Rewrite everything from the line containing "Could you please outline every instance of the palm" down to the end of the entries below, changing "palm tree cluster" to "olive tree grove" and leaving all else as it stands. Give only those lines.

-- Start ITEMS --

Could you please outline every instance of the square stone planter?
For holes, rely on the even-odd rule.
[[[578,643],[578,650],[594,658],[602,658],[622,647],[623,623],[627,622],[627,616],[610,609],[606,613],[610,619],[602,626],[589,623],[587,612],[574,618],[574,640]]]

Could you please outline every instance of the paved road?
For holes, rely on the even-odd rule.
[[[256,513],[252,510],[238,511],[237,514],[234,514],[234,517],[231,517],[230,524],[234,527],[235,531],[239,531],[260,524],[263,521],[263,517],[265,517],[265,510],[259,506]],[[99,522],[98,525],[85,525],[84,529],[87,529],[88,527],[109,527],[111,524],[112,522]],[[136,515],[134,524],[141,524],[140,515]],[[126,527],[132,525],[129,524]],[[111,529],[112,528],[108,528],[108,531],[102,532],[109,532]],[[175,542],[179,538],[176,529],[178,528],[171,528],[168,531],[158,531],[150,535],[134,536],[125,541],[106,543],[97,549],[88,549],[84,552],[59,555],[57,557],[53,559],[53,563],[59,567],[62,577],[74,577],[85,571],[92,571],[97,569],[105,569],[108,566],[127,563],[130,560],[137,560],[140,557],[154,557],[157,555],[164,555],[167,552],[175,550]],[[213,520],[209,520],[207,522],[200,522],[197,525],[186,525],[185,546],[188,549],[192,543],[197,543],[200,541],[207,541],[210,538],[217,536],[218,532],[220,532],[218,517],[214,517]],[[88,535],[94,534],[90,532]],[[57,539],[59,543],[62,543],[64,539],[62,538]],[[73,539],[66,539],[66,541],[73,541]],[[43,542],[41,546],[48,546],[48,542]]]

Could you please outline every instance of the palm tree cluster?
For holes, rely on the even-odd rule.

-- End ITEMS --

> _SOLUTION FOR THIS TASK_
Could you please outline every instance of the olive tree grove?
For holes, rely on the even-odd rule.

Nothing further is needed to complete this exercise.